__Document excerpt__.
Segment Open
2023-07-10 Thread Kevin Traynor
other_config:pmd-maxsleep is a config option to allow
PMD thread cores to sleep under low or no load conditions.

Rename it to 'pmd-sleep-max' to allow a more structured
name and so that additional options or command can follow
the 'pmd-sleep-xyz' pattern.

Use of other_config:pmd-maxsleep will result in a warning
and it's value will be ignored.

Signed-off-by: Kevin Traynor 
Reviewed-by: David Marchand 
---
 Documentation/topics/dpdk/pmd.rst |  2 +-
 NEWS  |  1 +
 lib/dpif-netdev.c |  7 ++-
 tests/pmd.at  | 12 ++--
 vswitchd/vswitch.xml  |  2 +-
 5 files changed, 15 insertions(+), 9 deletions(-)
Segment Closed
__Using the information__.
1. Answer these questions from the patch description:
(a) What new name does the option receive?
(b) What happens when other_config:pmd-maxsleep is used?
(c) Who is listed as reviewer?
2. Swap "structured" for "consistent" and write out everything in the patch description from "2023-07-10 Thread Kevin" down to "the 'pmd-sleep-xyz' pattern.".
3. Decide whether each statement agrees with the patch description, and back each answer with the deciding words:
(a) The new name is meant to let further options follow a shared naming pattern.
(b) The patch changes five files.
(c) The option lets PMD thread cores sleep under high load.

__Excerpted data__.
Segment Open
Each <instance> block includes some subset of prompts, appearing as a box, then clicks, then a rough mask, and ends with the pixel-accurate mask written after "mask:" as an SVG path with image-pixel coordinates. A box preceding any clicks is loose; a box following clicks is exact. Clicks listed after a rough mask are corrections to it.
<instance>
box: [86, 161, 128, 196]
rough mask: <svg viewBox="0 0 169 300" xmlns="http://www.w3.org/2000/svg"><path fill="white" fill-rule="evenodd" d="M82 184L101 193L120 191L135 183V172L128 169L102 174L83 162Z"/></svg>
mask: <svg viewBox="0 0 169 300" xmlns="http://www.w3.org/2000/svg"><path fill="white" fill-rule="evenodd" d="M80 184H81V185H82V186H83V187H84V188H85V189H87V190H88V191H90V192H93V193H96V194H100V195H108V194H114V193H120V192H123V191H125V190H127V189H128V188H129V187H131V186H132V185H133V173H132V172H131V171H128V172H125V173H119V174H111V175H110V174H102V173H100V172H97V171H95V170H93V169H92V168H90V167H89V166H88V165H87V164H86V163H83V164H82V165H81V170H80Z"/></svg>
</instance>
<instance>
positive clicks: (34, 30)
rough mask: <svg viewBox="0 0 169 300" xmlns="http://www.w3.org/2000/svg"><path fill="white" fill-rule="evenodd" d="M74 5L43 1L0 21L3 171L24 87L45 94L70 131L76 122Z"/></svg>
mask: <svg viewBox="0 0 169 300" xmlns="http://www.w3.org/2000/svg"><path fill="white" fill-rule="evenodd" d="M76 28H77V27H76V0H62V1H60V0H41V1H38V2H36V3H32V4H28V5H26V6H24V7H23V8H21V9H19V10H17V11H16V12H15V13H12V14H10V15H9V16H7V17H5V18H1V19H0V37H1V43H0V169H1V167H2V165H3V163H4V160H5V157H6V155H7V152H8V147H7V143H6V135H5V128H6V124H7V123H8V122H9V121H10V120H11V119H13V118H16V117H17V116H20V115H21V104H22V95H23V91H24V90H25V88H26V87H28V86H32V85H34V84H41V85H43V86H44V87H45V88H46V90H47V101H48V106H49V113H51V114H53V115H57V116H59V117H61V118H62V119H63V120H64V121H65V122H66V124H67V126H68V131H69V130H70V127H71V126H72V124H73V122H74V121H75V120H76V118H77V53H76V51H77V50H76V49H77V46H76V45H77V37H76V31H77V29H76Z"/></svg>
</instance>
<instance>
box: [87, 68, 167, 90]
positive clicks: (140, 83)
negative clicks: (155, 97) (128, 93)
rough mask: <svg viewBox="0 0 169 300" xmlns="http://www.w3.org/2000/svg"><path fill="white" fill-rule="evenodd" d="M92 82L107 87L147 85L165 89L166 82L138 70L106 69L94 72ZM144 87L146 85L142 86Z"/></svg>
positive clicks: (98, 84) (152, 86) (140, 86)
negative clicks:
Segment Closed
__Replies__.
1.
(a) pmd-sleep-max
(b) It results in a warning, and its value is ignored.
(c) David Marchand

2.
2023-07-10 Thread Kevin Traynor
other_config:pmd-maxsleep is a config option to allow
PMD thread cores to sleep under low or no load conditions.

Rename it to 'pmd-sleep-max' to allow a more consistent
name and so that additional options or command can follow
the 'pmd-sleep-xyz' pattern.

3.
(a) Yes: "so that additional options or command can follow the 'pmd-sleep-xyz' pattern"
(b) Yes: "5 files changed"
(c) No: "to sleep under low or no load conditions"